◆ Saved data entries ◆
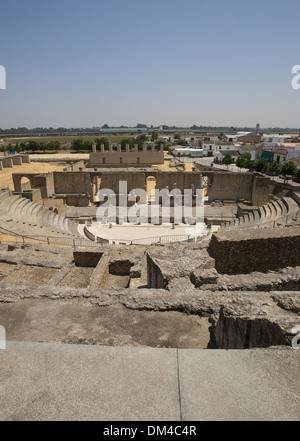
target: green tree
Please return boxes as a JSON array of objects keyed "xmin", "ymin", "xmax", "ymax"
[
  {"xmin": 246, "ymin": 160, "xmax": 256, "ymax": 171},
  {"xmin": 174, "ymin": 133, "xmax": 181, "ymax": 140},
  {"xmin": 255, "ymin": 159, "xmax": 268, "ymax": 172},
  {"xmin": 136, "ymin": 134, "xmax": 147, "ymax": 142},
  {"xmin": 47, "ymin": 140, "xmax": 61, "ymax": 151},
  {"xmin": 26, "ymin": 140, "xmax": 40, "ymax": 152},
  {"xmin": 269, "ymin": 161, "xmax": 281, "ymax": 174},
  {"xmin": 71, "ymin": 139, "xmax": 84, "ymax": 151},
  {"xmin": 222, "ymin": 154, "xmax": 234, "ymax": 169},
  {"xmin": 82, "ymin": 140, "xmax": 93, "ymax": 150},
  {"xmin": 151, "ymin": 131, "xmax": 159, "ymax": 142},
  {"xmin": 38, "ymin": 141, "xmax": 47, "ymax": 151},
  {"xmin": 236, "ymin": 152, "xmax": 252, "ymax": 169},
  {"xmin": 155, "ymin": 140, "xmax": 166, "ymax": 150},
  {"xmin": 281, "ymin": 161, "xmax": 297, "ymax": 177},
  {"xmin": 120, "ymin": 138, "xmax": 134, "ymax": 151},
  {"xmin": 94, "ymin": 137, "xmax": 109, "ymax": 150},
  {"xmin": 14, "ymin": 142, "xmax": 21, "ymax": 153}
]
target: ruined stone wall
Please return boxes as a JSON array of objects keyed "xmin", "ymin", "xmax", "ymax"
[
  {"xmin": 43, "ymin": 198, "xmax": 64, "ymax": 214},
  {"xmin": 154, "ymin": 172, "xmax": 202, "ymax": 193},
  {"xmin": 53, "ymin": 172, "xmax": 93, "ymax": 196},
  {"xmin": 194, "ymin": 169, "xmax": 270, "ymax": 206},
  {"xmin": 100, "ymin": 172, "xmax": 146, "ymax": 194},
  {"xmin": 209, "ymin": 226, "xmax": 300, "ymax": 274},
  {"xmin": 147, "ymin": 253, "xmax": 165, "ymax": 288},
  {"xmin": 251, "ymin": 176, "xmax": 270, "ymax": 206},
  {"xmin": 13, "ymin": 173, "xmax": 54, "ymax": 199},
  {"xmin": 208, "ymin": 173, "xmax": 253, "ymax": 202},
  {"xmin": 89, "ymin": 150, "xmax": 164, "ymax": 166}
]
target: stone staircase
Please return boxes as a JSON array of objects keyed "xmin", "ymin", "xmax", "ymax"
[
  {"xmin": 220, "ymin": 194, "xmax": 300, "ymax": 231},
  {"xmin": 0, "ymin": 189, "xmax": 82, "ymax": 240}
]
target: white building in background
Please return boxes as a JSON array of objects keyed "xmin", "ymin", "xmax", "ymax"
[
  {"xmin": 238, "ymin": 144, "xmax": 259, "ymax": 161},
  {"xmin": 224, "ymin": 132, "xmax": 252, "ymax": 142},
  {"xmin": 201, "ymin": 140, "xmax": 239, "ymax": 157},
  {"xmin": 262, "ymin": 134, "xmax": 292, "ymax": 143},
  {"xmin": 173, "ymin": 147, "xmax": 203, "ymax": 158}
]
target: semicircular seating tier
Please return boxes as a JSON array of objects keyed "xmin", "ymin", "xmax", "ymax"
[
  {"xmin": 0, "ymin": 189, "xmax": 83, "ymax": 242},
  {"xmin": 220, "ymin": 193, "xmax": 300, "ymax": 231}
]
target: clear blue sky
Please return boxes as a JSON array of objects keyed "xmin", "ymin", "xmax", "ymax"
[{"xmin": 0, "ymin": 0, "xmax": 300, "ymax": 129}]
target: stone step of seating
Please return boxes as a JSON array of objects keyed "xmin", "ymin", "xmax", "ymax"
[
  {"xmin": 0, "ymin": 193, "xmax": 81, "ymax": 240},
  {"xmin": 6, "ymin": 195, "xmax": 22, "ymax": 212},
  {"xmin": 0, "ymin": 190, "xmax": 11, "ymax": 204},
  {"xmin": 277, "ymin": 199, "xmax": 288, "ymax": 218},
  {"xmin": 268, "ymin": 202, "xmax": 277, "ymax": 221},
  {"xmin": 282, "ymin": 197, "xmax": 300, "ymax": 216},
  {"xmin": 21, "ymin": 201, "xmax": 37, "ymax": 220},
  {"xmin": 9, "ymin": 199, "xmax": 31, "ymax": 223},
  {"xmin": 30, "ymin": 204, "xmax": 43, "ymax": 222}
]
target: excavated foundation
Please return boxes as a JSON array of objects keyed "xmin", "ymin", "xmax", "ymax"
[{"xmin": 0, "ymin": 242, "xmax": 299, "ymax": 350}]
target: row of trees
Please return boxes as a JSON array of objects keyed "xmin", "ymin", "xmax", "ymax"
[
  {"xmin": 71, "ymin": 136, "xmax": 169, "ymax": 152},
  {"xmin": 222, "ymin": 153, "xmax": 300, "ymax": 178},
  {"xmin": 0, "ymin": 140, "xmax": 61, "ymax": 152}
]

◆ WORK INSTRUCTIONS ◆
Copy the records exactly. Skip the images.

◆ EXPECTED OUTPUT ◆
target: green tree
Please return boxes as a JSON array of objects keyed "xmin", "ymin", "xmax", "ymax"
[
  {"xmin": 246, "ymin": 160, "xmax": 256, "ymax": 171},
  {"xmin": 174, "ymin": 133, "xmax": 181, "ymax": 140},
  {"xmin": 255, "ymin": 159, "xmax": 268, "ymax": 172},
  {"xmin": 136, "ymin": 134, "xmax": 147, "ymax": 142},
  {"xmin": 47, "ymin": 140, "xmax": 61, "ymax": 151},
  {"xmin": 26, "ymin": 140, "xmax": 40, "ymax": 152},
  {"xmin": 269, "ymin": 161, "xmax": 281, "ymax": 174},
  {"xmin": 71, "ymin": 139, "xmax": 84, "ymax": 151},
  {"xmin": 222, "ymin": 154, "xmax": 234, "ymax": 169},
  {"xmin": 82, "ymin": 140, "xmax": 93, "ymax": 150},
  {"xmin": 151, "ymin": 131, "xmax": 159, "ymax": 142},
  {"xmin": 38, "ymin": 141, "xmax": 47, "ymax": 151},
  {"xmin": 236, "ymin": 152, "xmax": 252, "ymax": 169},
  {"xmin": 155, "ymin": 140, "xmax": 166, "ymax": 150},
  {"xmin": 281, "ymin": 161, "xmax": 297, "ymax": 177},
  {"xmin": 120, "ymin": 138, "xmax": 134, "ymax": 151},
  {"xmin": 94, "ymin": 137, "xmax": 109, "ymax": 150},
  {"xmin": 14, "ymin": 142, "xmax": 21, "ymax": 153}
]
target: ruined stone wall
Please return boxes as a JSON array of objects keyed "xmin", "ymin", "xmax", "ymax"
[
  {"xmin": 43, "ymin": 198, "xmax": 64, "ymax": 214},
  {"xmin": 154, "ymin": 172, "xmax": 202, "ymax": 193},
  {"xmin": 53, "ymin": 172, "xmax": 93, "ymax": 196},
  {"xmin": 194, "ymin": 169, "xmax": 270, "ymax": 206},
  {"xmin": 100, "ymin": 172, "xmax": 146, "ymax": 194},
  {"xmin": 209, "ymin": 226, "xmax": 300, "ymax": 274},
  {"xmin": 147, "ymin": 253, "xmax": 165, "ymax": 288},
  {"xmin": 251, "ymin": 176, "xmax": 270, "ymax": 206},
  {"xmin": 13, "ymin": 173, "xmax": 54, "ymax": 199},
  {"xmin": 208, "ymin": 173, "xmax": 253, "ymax": 202},
  {"xmin": 89, "ymin": 150, "xmax": 164, "ymax": 166}
]
target: stone staircase
Please return boxes as a JSON array of objects keyed "xmin", "ymin", "xmax", "ymax"
[
  {"xmin": 220, "ymin": 194, "xmax": 300, "ymax": 231},
  {"xmin": 0, "ymin": 189, "xmax": 82, "ymax": 240}
]
target: white building in background
Please return boxes as a JSON array of objects keyed "xmin", "ymin", "xmax", "ymax"
[
  {"xmin": 238, "ymin": 144, "xmax": 259, "ymax": 161},
  {"xmin": 224, "ymin": 132, "xmax": 252, "ymax": 142},
  {"xmin": 201, "ymin": 140, "xmax": 239, "ymax": 157},
  {"xmin": 262, "ymin": 134, "xmax": 292, "ymax": 143},
  {"xmin": 173, "ymin": 147, "xmax": 203, "ymax": 158}
]
target: semicircular seating tier
Please return boxes as a JSON array of objects keyed "xmin", "ymin", "xmax", "ymax"
[
  {"xmin": 0, "ymin": 189, "xmax": 83, "ymax": 242},
  {"xmin": 220, "ymin": 193, "xmax": 300, "ymax": 231}
]
target: clear blue sky
Please return boxes as a JSON array of objects keyed "xmin", "ymin", "xmax", "ymax"
[{"xmin": 0, "ymin": 0, "xmax": 300, "ymax": 129}]
target: stone step of seating
Please return boxes as a JSON array of objects keyed "xmin", "ymin", "xmax", "ymax"
[
  {"xmin": 0, "ymin": 193, "xmax": 81, "ymax": 240},
  {"xmin": 6, "ymin": 195, "xmax": 22, "ymax": 212},
  {"xmin": 0, "ymin": 190, "xmax": 11, "ymax": 204},
  {"xmin": 277, "ymin": 199, "xmax": 288, "ymax": 218},
  {"xmin": 268, "ymin": 202, "xmax": 277, "ymax": 221},
  {"xmin": 282, "ymin": 197, "xmax": 300, "ymax": 216},
  {"xmin": 21, "ymin": 201, "xmax": 37, "ymax": 220},
  {"xmin": 9, "ymin": 199, "xmax": 31, "ymax": 223},
  {"xmin": 30, "ymin": 204, "xmax": 43, "ymax": 222}
]
target: excavated foundation
Please return boxes as a JSON array of objects keyed "xmin", "ymin", "xmax", "ymax"
[{"xmin": 0, "ymin": 242, "xmax": 299, "ymax": 350}]
target: row of trees
Please return boxes as a JSON array of objects keyed "xmin", "ymin", "xmax", "ymax"
[
  {"xmin": 71, "ymin": 136, "xmax": 169, "ymax": 152},
  {"xmin": 222, "ymin": 153, "xmax": 300, "ymax": 178},
  {"xmin": 0, "ymin": 140, "xmax": 61, "ymax": 152}
]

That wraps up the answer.